» EXTRAIT DU TEXTE
En mai 2018, pendant que Yasmine Chouaki (En Sol Majeur), m'interviewait dans le studio RFI sur Western Tchoukoutou, mon dernier roman d'alors, il y eut une brusque rupture des échanges. J'entendis aussitôt la voix d'un journaliste relater en direct la finale de la Coupe du Monde de 1970 à Mexico. En Portugais, le reporter, comme savent bien le faire les Latinos avec leur goût prononcé pour la dramaturgie, scanda le nom de Pelé, traîna sur les deux syllabes, puis explosa dans un souffle interminable. "Goal! Goal! Goal! Goal! Goal" ! Pendant près de trente secondes, il s'extasiait devant la performance du n°10 brésilien, éleva une montagne de superlatifs, accompagnant ainsi le délire qui agitait le stade Aztec. C'était le sacre d'un onze d'exception avec, comme atout incontestable, Edson Arantes do Nascimento dit Pelé qui venait d'éclabousser, par son talent, la dernière finale d'une Coupe du Monde qu'il gagnait pour la troisième fois.
En studio à RFI, ce jour de mai 2018, Yasmine Chouaki voulait illustrer, par cet audio, un souvenir de mes vertes années à Pobé où en 1970, j'avais suivi, aux côtes de mes soeurs et frères, ce match inoubliable avec ce football samba fait de créateurs et d'artistes du cuir rond. Né d'une mère da Costa, donc d'origine afro brésilienne, je ne pouvais qu'être supporter du Brésil et surtout, fanatique de Pelé. Certes, nous ne l'avions jamais vu jouer - à cette époque, la télévision n'existait pas -, mais nous le créditions d'un jeu extraordinaire, comme par exemple, dribbler les dix joueurs de champ de l'équipe adverse et marquer des buts. Ou comme, faire des talonnades, exécuter des ciseaux, lober les gardiens, tenter de marquer depuis le rond central. Des gestes techniques devenus aujourd'hui banaux, mais à l'époque révolutionnaires parce qu'ils n'existaient pas et qu'en les inventant, Pelé les avait habillés d'une élégance, d'une classe naturelle. Les vidéos, en nous les montrant après, n'étaient pas loin de notre imaginaire.

» DONNÉES FOURNIES
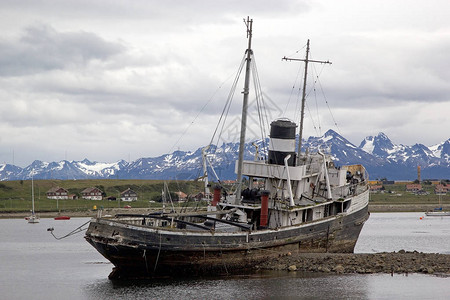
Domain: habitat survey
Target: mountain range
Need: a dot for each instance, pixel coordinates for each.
(378, 154)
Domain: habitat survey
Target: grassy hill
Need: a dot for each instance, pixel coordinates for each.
(16, 195)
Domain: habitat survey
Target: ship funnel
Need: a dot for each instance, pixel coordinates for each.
(282, 142)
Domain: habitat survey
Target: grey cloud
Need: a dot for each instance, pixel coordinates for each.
(41, 48)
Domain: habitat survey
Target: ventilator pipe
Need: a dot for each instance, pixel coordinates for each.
(216, 197)
(264, 208)
(291, 199)
(327, 179)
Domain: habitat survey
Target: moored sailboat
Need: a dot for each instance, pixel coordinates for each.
(33, 218)
(306, 204)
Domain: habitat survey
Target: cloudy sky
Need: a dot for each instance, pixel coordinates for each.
(111, 80)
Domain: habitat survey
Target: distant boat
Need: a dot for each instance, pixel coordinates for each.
(33, 219)
(62, 218)
(438, 212)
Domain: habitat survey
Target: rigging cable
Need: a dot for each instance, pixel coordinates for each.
(75, 231)
(227, 106)
(261, 107)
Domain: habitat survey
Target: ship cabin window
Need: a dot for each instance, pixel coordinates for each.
(346, 205)
(307, 215)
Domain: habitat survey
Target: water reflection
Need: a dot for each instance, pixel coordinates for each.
(263, 285)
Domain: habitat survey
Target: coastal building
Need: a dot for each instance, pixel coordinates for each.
(92, 193)
(57, 193)
(441, 189)
(128, 195)
(181, 196)
(376, 188)
(413, 187)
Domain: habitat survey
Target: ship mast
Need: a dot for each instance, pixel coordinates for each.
(306, 60)
(248, 23)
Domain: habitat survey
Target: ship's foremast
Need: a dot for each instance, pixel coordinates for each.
(249, 51)
(306, 60)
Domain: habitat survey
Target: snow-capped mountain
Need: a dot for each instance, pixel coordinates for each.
(381, 157)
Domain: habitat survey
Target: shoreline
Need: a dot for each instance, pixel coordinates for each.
(401, 262)
(373, 208)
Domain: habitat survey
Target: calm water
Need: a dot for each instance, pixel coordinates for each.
(36, 266)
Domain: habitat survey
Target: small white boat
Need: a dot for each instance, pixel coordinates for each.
(438, 212)
(33, 219)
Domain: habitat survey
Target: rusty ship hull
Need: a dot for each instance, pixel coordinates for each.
(138, 251)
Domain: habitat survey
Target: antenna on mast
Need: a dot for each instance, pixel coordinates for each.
(306, 60)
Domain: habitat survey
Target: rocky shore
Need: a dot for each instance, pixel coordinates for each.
(401, 262)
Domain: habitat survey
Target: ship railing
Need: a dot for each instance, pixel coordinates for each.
(312, 168)
(349, 190)
(172, 221)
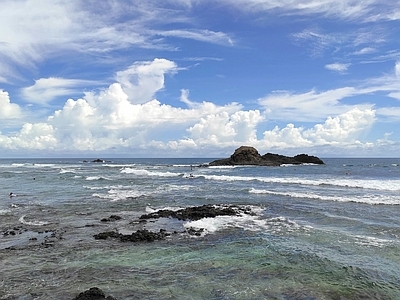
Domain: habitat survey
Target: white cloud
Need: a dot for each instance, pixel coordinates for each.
(346, 9)
(345, 128)
(8, 110)
(337, 67)
(34, 31)
(366, 50)
(114, 119)
(142, 80)
(200, 35)
(309, 106)
(39, 136)
(46, 90)
(342, 130)
(224, 128)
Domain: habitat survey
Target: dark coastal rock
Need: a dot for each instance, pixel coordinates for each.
(112, 218)
(138, 236)
(98, 160)
(93, 293)
(245, 155)
(189, 213)
(196, 213)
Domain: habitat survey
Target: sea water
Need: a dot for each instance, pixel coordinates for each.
(315, 231)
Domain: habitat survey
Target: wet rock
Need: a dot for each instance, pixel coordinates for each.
(245, 155)
(93, 293)
(112, 218)
(98, 160)
(143, 235)
(196, 213)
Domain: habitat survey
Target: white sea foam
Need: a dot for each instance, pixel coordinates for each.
(63, 171)
(250, 222)
(33, 223)
(223, 167)
(118, 165)
(4, 212)
(91, 178)
(119, 194)
(385, 185)
(366, 198)
(142, 172)
(372, 241)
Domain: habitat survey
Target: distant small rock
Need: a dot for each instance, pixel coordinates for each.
(246, 155)
(98, 160)
(93, 293)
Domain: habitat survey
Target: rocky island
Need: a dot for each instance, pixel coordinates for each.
(246, 155)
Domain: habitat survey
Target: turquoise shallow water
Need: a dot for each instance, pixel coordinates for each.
(316, 232)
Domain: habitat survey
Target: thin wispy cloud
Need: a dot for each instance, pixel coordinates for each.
(83, 76)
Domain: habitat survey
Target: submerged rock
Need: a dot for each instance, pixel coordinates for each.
(196, 212)
(246, 155)
(190, 213)
(138, 236)
(93, 293)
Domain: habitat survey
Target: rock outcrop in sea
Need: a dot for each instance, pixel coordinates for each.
(246, 155)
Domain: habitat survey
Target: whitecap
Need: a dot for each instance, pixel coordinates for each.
(142, 172)
(33, 223)
(366, 198)
(4, 212)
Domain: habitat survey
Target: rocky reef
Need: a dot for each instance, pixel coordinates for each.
(93, 293)
(246, 155)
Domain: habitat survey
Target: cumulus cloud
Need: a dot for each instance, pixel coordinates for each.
(46, 90)
(8, 110)
(337, 67)
(118, 119)
(142, 80)
(344, 129)
(309, 106)
(346, 9)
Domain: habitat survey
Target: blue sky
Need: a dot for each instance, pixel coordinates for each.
(189, 78)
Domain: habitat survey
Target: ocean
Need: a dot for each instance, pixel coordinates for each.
(313, 232)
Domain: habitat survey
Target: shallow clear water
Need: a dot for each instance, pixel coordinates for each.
(316, 232)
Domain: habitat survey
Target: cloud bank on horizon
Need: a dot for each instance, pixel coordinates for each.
(188, 78)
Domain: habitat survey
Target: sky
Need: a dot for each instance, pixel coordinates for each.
(199, 78)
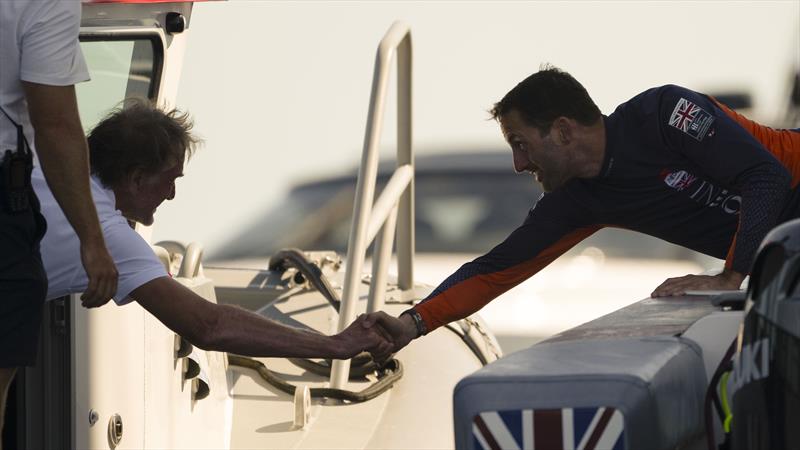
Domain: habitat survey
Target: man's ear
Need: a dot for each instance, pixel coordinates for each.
(135, 180)
(563, 129)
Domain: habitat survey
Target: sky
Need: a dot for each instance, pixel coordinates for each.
(279, 90)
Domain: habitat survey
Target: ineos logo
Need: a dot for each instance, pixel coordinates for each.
(752, 364)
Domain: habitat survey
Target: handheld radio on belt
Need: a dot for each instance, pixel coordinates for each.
(16, 166)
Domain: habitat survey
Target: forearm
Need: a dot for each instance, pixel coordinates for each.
(63, 155)
(763, 198)
(243, 332)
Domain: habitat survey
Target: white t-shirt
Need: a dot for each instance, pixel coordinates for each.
(38, 44)
(60, 247)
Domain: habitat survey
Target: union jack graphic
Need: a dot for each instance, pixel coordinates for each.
(545, 429)
(683, 114)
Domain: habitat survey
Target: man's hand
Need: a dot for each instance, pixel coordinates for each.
(727, 280)
(363, 335)
(400, 330)
(102, 274)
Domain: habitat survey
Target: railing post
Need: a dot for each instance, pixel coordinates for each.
(380, 262)
(405, 155)
(398, 38)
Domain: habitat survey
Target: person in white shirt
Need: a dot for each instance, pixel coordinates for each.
(40, 62)
(136, 155)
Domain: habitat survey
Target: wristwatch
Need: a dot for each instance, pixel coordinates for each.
(418, 322)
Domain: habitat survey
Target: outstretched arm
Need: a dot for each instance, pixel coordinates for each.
(231, 329)
(63, 154)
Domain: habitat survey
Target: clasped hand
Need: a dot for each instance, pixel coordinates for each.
(377, 333)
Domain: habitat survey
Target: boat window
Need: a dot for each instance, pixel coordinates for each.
(120, 68)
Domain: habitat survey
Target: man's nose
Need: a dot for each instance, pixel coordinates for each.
(521, 162)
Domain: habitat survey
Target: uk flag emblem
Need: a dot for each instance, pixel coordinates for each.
(691, 119)
(566, 428)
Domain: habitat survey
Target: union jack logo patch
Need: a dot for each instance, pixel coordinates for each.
(691, 119)
(543, 429)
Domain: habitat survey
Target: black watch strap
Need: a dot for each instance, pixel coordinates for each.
(418, 322)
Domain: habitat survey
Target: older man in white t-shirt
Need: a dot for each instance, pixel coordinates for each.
(136, 155)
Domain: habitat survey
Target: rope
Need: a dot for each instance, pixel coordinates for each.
(389, 374)
(292, 257)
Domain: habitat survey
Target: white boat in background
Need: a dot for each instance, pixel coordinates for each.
(115, 377)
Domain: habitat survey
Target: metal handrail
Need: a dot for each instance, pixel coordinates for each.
(395, 206)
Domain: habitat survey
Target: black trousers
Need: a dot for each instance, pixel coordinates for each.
(23, 281)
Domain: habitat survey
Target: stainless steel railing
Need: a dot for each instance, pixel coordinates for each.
(395, 206)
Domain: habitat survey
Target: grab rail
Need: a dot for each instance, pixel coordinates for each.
(395, 206)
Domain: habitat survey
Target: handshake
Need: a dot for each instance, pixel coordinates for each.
(377, 333)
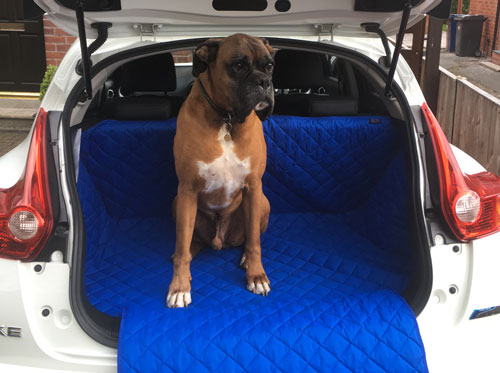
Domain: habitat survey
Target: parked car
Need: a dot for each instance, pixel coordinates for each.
(376, 214)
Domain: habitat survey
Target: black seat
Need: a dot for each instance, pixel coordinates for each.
(140, 90)
(306, 86)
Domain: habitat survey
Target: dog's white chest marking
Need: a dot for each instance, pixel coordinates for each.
(226, 171)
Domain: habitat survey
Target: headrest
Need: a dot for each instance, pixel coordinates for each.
(149, 74)
(141, 108)
(298, 69)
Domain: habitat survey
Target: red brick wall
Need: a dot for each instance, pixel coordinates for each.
(183, 56)
(57, 43)
(488, 9)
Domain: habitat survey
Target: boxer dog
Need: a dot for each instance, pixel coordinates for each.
(220, 157)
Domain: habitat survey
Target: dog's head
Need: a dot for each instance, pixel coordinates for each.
(241, 69)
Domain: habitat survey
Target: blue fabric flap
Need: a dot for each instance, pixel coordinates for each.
(336, 252)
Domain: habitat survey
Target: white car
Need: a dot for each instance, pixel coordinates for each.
(377, 221)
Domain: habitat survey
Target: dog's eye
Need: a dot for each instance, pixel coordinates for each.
(238, 67)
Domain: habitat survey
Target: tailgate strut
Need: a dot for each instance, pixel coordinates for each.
(83, 66)
(397, 48)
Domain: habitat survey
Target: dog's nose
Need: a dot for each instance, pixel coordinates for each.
(265, 83)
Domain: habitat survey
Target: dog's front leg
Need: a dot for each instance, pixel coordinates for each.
(257, 281)
(179, 293)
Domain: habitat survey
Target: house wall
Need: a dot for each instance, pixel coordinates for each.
(488, 9)
(57, 42)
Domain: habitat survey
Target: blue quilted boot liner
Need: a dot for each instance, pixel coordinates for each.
(336, 251)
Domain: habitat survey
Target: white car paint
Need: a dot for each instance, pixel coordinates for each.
(180, 16)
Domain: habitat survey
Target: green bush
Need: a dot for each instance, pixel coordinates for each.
(49, 74)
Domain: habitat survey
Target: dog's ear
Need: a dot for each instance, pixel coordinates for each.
(204, 54)
(268, 46)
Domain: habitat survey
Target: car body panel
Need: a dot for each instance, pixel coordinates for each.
(201, 15)
(55, 341)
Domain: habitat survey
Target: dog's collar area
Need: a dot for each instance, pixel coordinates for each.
(226, 115)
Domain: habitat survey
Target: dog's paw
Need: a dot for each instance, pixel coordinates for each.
(178, 299)
(243, 261)
(259, 285)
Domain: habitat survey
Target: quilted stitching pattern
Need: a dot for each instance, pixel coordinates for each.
(336, 254)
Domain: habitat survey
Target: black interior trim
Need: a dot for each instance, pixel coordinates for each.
(104, 328)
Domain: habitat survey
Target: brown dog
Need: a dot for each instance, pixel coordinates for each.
(220, 157)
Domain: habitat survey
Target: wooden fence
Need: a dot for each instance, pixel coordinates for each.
(470, 118)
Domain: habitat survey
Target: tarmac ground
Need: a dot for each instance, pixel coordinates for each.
(471, 69)
(16, 118)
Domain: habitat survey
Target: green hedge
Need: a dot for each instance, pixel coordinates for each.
(49, 74)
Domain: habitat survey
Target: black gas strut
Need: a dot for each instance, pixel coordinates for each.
(397, 48)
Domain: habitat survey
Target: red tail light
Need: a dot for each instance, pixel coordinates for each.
(25, 208)
(470, 203)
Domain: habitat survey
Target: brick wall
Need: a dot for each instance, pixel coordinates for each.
(488, 9)
(57, 42)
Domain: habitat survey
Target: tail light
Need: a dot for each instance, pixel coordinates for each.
(25, 208)
(470, 203)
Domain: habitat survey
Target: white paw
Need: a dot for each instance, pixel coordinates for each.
(178, 300)
(259, 288)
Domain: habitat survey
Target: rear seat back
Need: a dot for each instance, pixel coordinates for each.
(141, 87)
(310, 72)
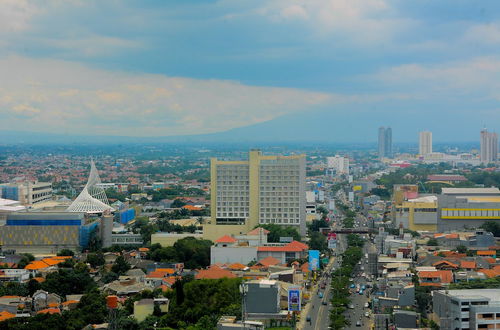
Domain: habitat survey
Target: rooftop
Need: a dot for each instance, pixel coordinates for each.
(491, 294)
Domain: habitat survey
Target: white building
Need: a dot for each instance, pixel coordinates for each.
(425, 143)
(339, 164)
(489, 146)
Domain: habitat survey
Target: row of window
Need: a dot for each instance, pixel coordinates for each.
(471, 213)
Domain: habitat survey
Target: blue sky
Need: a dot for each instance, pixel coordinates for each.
(159, 68)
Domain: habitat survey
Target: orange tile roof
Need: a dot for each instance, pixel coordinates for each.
(237, 266)
(226, 239)
(214, 272)
(166, 270)
(69, 302)
(489, 272)
(487, 253)
(269, 261)
(35, 265)
(446, 276)
(490, 260)
(50, 311)
(9, 297)
(4, 315)
(192, 208)
(257, 231)
(156, 274)
(446, 262)
(467, 264)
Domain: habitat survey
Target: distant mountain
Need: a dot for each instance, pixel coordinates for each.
(325, 126)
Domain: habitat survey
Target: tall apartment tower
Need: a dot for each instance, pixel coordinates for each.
(339, 164)
(385, 142)
(261, 190)
(425, 143)
(489, 146)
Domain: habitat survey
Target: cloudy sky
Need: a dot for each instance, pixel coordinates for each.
(161, 68)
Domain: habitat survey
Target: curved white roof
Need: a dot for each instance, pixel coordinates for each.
(93, 198)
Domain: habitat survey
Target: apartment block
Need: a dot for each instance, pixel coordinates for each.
(265, 189)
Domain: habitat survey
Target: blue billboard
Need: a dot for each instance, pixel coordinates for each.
(293, 300)
(313, 259)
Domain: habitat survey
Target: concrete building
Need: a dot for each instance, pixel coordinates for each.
(385, 142)
(261, 190)
(467, 309)
(338, 164)
(425, 143)
(489, 146)
(262, 297)
(27, 193)
(466, 208)
(417, 213)
(50, 232)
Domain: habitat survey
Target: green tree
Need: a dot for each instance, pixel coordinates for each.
(121, 266)
(66, 253)
(317, 241)
(95, 259)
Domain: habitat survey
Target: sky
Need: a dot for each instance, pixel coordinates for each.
(167, 68)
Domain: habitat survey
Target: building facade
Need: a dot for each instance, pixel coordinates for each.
(261, 190)
(467, 208)
(467, 309)
(338, 164)
(425, 143)
(385, 142)
(27, 193)
(489, 146)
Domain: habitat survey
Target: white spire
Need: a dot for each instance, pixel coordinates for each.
(93, 198)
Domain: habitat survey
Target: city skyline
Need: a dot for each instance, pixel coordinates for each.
(188, 68)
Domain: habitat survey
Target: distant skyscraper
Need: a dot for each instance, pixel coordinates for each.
(489, 146)
(425, 143)
(385, 142)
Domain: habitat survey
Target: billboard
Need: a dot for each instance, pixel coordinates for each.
(293, 300)
(313, 259)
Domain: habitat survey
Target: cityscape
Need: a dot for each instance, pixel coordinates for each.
(253, 165)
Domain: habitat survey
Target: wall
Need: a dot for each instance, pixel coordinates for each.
(225, 255)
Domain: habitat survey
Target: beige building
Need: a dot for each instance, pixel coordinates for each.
(425, 143)
(261, 190)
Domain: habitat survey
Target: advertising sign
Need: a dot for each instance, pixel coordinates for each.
(332, 244)
(293, 300)
(313, 259)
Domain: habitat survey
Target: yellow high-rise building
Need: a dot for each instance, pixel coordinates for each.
(265, 189)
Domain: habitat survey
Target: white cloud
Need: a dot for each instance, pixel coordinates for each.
(15, 15)
(50, 95)
(361, 21)
(478, 77)
(488, 34)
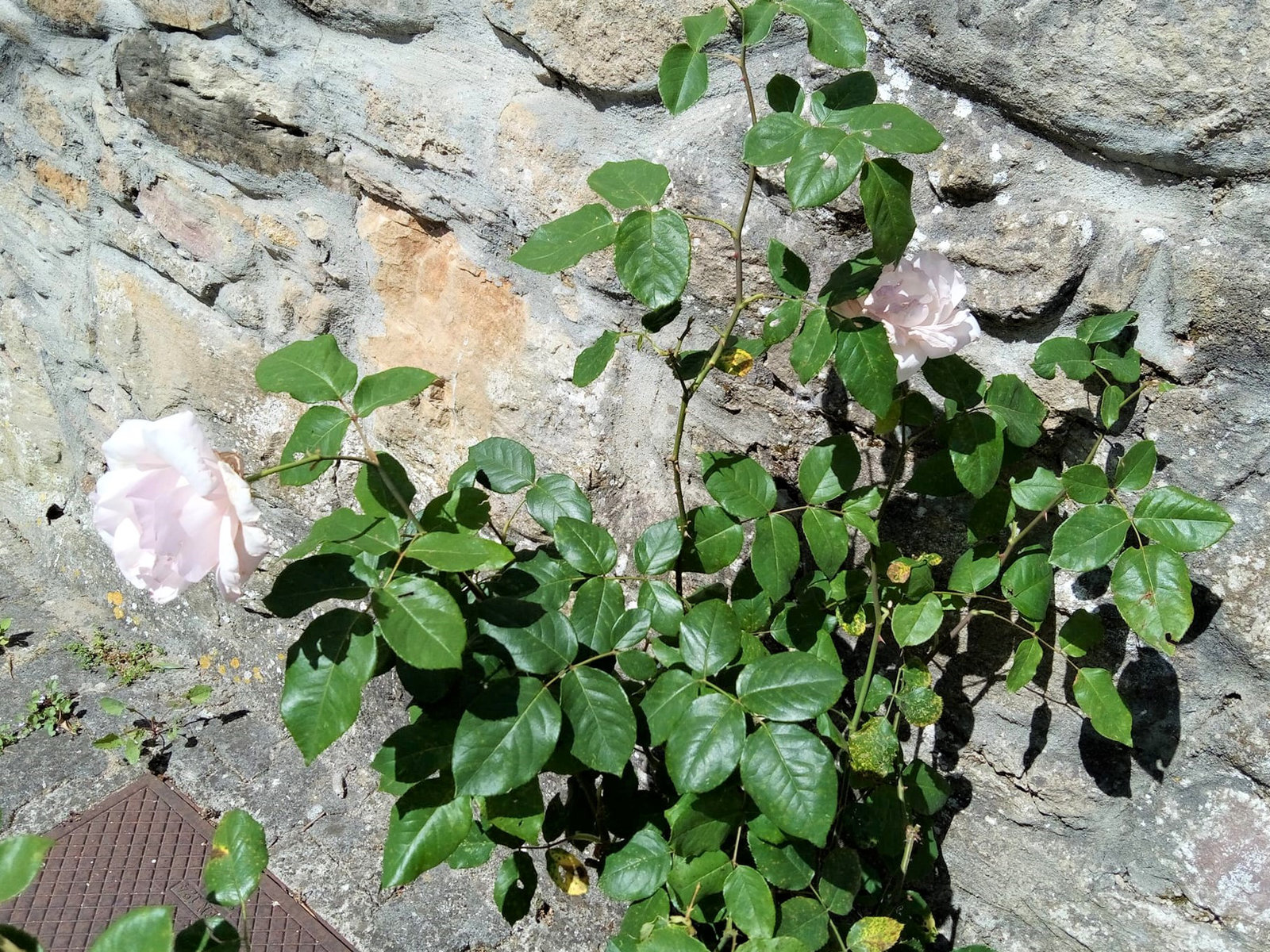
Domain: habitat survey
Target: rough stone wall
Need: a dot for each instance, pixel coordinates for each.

» CONSIGNES À SUIVRE
(1) Pouvez-vous condenser sous forme de courte liste le paragraphe de l'extrait qui commence par « En studio à RFI, ce jour de mai 2018 » ?
(2) Pouvez-vous prolonger le récit sur Pelé et la finale de 1970 à partir de sa dernière phrase ?
Les items ci-dessus ne sont pas nécessaires.

» RÉPONSES RÉDIGÉES
(1)
- Avec cet audio, Yasmine Chouaki voulait illustrer un souvenir de jeunesse de l'auteur à Pobé, où il avait suivi en 1970 la finale avec ses sœurs et frères.
- Né d'une mère da Costa, d'origine afro-brésilienne, il soutenait le Brésil et vouait un culte à Pelé.
- Faute de télévision à l'époque, les enfants ne l'avaient jamais vu jouer. Ils lui prêtaient pourtant des exploits : dribbler les dix joueurs de champ adverses, faire des talonnades et des ciseaux, lober les gardiens, tirer depuis le rond central.
- Ces gestes, banals aujourd'hui, étaient alors révolutionnaires. En les inventant, Pelé leur avait donné élégance et classe naturelle.
- Les vidéos vues plus tard restaient proches de ce que les enfants avaient imaginé.

(2)
Ce qui était extraordinaire chez cet homme, c'est qu'il avait évolué à l'époque des grands bouchers. Les actes d'anti-jeu étaient légion et les joueurs rugueux, surtout les défenseurs rigides, organisaient contre le prodige brésilien un marquage à la culotte. Il réussissait souvent à les dribbler et à leur échapper, même si ces bouffeurs de tibias se mettaient parfois à plusieurs pour le mettre en difficulté. Car, Pelé, ce n'était pas seulement de beaux gestes, c'était de l'efficacité, un millier de buts, des tournées européennes, africaines et mondiales avec son club de toujours, le Santos Club. Il avait un charme fou, un sourire solaire, la beauté, du charisme. Au sommet de la gloire, le gouvernement de son pays l'avait même déclaré "trésor national vivant"!
Aujourd'hui, alors qu'il s'est transformé en étoile pour aller rejoindre au ciel Maradona, Cruft et Eusebio, le roi, qui n'appartenait plus à son Brésil, est devenu plus qu'un trésor: le patrimoine éternel de l'humanité.
Merci, Edson Arantes do Nascimento!
Merci, O roy!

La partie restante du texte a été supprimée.